As the Patriots progressed through what thus far has been a slow free agency period for New England, they had their eye on an intriguing free agent linebacker.
The Patriots showed interest in Dallas Cowboys inside ‘backer Leighton Vander Esch, according to a report Friday from Mark Daniels of the Providence Journal. But shortly after that report came down, Vander Esch reportedly re-signed with Dallas on a one-year deal.
The 26-year-old Vander Esch appeared on our pre-free agency rundown of potential Patriots targets. Here’s what we wrote then:
Vander Esch was considered a potential Patriots target before the 2018 draft. He?s dealt with some injuries in Dallas and hasn’t been unable to replicate his stellar rookie season, when he posted 140 tackles and was a Pro Bowler and second-team All-Pro. But the Boise State product boasts an impressive size/athleticism profile, ranking in the 87th percentile or higher in the three-cone drill, short shuttle, vertical jump and broad jump at 6-foot-4, 256 pounds at his combine. For a linebacking corps that needs to get more athletic and explosive, he’d be an intriguing pickup.
Neck issues caused Vander Esch to miss seven games in 2019 and six in 2020, but he returned to play in every game this past season, starting all but one.

### ASSIGNMENT
Transcribe the part of the article on the Patriots' interest in Leighton Vander Esch starting with "The 26-year-old Vander" and going on through "all but one.".

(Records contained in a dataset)
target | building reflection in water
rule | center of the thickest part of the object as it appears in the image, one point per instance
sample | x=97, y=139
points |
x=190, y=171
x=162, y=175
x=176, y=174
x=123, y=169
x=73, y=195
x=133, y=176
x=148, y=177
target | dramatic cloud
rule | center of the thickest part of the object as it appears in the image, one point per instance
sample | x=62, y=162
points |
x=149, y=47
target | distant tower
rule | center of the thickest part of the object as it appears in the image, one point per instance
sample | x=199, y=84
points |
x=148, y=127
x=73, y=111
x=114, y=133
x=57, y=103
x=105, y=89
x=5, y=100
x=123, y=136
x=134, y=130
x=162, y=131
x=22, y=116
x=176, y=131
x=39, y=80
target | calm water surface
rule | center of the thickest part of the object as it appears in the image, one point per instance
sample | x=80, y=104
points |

### REPLY TO THE TASK
The 26-year-old Vander Esch appeared on our pre-free agency rundown of potential Patriots targets. Here’s what we wrote then:
Vander Esch was considered a potential Patriots target before the 2018 draft. He?s dealt with some injuries in Dallas and hasn’t been unable to replicate his stellar rookie season, when he posted 140 tackles and was a Pro Bowler and second-team All-Pro. But the Boise State product boasts an impressive size/athleticism profile, ranking in the 87th percentile or higher in the three-cone drill, short shuttle, vertical jump and broad jump at 6-foot-4, 256 pounds at his combine. For a linebacking corps that needs to get more athletic and explosive, he’d be an intriguing pickup.
Neck issues caused Vander Esch to miss seven games in 2019 and six in 2020, but he returned to play in every game this past season, starting all but one.